### Data entries
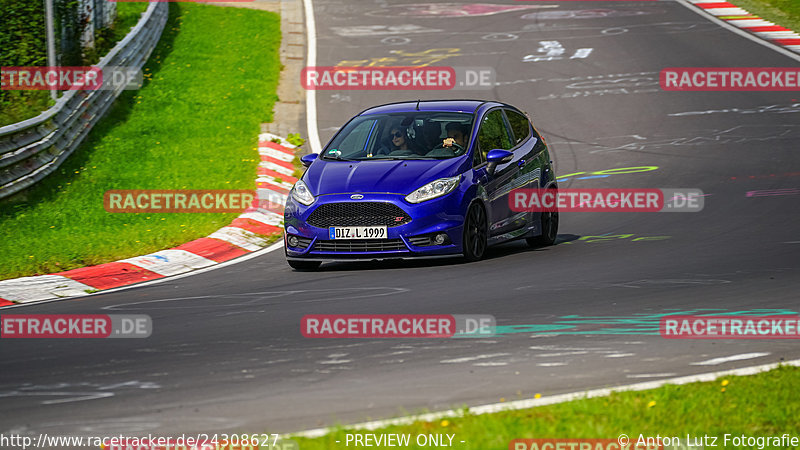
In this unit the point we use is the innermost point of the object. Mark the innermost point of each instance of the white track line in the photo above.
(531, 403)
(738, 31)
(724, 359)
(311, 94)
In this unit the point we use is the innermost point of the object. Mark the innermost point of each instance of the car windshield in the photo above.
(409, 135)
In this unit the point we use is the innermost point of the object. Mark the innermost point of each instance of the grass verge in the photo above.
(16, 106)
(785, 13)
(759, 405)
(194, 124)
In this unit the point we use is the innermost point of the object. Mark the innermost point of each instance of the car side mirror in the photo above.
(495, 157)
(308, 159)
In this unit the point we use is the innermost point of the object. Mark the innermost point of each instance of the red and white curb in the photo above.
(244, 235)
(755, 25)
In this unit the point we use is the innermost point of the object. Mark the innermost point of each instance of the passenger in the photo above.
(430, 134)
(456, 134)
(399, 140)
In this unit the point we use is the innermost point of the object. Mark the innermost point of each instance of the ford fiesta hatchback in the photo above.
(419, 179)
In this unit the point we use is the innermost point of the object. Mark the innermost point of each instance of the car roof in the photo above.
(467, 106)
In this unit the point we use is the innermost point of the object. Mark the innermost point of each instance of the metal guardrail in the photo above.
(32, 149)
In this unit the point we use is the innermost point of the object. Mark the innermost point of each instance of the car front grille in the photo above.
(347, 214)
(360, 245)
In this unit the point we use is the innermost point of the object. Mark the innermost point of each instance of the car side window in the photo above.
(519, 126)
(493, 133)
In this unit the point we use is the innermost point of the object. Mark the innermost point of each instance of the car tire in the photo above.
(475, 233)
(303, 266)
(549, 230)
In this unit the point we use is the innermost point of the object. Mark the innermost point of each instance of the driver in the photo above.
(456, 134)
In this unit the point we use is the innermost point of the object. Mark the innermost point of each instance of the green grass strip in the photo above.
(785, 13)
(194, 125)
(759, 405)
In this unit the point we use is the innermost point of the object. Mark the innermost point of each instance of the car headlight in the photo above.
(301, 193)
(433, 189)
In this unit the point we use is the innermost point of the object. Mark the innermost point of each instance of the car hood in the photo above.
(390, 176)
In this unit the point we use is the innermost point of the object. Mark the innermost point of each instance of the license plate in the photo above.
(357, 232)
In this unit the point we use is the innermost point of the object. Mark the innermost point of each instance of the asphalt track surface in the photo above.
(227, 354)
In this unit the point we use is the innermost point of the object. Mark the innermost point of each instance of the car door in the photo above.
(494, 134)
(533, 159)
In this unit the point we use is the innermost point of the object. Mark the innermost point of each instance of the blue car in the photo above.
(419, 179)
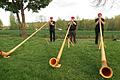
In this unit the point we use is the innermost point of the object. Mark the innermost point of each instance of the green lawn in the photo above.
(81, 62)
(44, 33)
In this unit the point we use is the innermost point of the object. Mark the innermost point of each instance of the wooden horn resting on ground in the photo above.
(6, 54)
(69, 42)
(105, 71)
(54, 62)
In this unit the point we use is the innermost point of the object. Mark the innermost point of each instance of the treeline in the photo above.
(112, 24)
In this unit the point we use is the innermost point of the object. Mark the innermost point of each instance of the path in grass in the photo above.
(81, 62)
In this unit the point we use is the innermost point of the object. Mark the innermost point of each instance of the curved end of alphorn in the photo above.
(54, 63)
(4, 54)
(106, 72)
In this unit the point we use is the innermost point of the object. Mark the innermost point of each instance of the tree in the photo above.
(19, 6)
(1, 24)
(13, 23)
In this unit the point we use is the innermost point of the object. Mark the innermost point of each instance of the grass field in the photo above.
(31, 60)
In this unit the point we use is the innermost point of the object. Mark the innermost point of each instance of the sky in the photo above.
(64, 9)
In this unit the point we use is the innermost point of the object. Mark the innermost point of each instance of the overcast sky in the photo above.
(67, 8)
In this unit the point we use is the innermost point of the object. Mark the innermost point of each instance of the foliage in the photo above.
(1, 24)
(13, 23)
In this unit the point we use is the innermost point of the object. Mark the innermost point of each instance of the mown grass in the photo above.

### TASK TO CARRY OUT
Transcribe all entries above exactly. Drop the pictures.

### WORKED ANSWER
In this unit the point we use is the innermost point of the object. Mark the innermost point of each instance of the white track line in the photo above.
(531, 403)
(738, 31)
(724, 359)
(311, 94)
In this unit the point we use is the innermost point of the object. Mark the innermost point of each instance of the car windshield in the photo above.
(409, 135)
In this unit the point we use is the innermost point of the object. Mark the innermost point of each instance of the grass verge in the photo above.
(16, 106)
(785, 13)
(759, 405)
(194, 124)
In this unit the point we use is the innermost point of the object. Mark the innermost point of each instance of the car side mirror in the photo above.
(495, 157)
(308, 159)
In this unit the point we use is the innermost point of the object. Mark the innermost point of each instance of the red and white curb in the photo above.
(244, 235)
(755, 25)
In this unit the point we use is the innermost point of the object. Mark the innermost point of each instance of the passenger in the photo above.
(430, 134)
(456, 134)
(399, 140)
In this unit the point we use is the innermost point of the object. Mark the innermost point of each instance of the ford fiesta hatchback in the photo above.
(419, 179)
In this unit the point we use is the innermost point of the object. Mark the innermost point of each instance of the car roof in the photo above.
(467, 106)
In this unit the point we use is the innermost point of the object. Mark the innermost point of each instance of the metal guardrail in the photo above.
(32, 149)
In this unit the point we use is the innermost point of the object. Mark the innermost point of each instance of the car front grille in the photo above.
(347, 214)
(360, 245)
In this unit the point we use is the innermost point of the object. Mark the innermost point of each instance of the car side window in the photo above.
(519, 126)
(493, 133)
In this unit the point we use is the innermost point of the object. Mark the innermost point of each instance of the car tire in the photo above.
(475, 233)
(303, 266)
(549, 230)
In this unit the point we use is the innermost point of the object. Mark the innermost point of each instance of the driver in the photo above.
(456, 134)
In this unit the point we use is the innermost point of the object. Mark the innermost point of each instance of the green grass strip in the photo above.
(785, 13)
(194, 125)
(759, 405)
In this unit the point we use is the innermost point of the object. Mark the innermost point of each instance of the car headlight in the photo above.
(301, 193)
(433, 189)
In this unit the point we use is the innermost point of the object. Mark the innermost point of each instance of the car hood in the photo above.
(390, 176)
In this unit the point we use is the innermost point of the object. Mark the innermost point of each instance of the license plate in the photo above.
(357, 232)
In this unit the point we use is the innermost point of the object. Mark the innermost point of each instance of the asphalt track surface in the photo above.
(227, 354)
In this unit the point we use is the innermost point of the object. Mark the innermost point of each instance of the car door in the photo above.
(494, 134)
(533, 159)
In this unit the point we use is the innermost point of the object. Mark the innermost point of each instance of the blue car in the photo above.
(419, 179)
In this unit the point we use is the innermost point of the object. Mark the innermost point of each instance of the green lawn in the photo above.
(81, 62)
(44, 33)
In this unit the point we use is the innermost point of the object. Mark the innermost point of each instance of the wooden horn resting on ground in the photo above.
(6, 54)
(69, 42)
(105, 71)
(54, 62)
In this unit the point we use is the innermost point of the object. Mark the innermost point of each instance of the treeline in the photo above.
(112, 24)
In this unit the point we use is the innermost point of the object. Mark the innermost point of each instance of the path in grass in the photo above.
(81, 62)
In this unit the point we use is the innermost point of the object. Mark the innermost point of each instance of the curved end of alphorn in the photo above.
(54, 63)
(4, 54)
(106, 72)
In this unit the point we use is the innermost point of the object. Mark the innermost point of each instance of the tree in the photo above.
(19, 6)
(1, 24)
(13, 23)
In this unit the point we use is the innermost point of the object. Mark the innermost point of each instance of the grass field in the photo above.
(31, 60)
In this unit the point we use is the innermost point of the object. Mark the innermost point of each instance of the sky in the photo above.
(64, 9)
In this unit the point we use is the innermost point of the object. Mark the innermost point of each instance of the overcast sky in the photo above.
(67, 8)
In this unit the point we use is the innermost point of the object. Mark the innermost point of each instance of the foliage in the photo above.
(1, 24)
(13, 23)
In this unit the point we use is the innermost point of the object. Mark the innermost point of each instance of the mown grass in the photo above.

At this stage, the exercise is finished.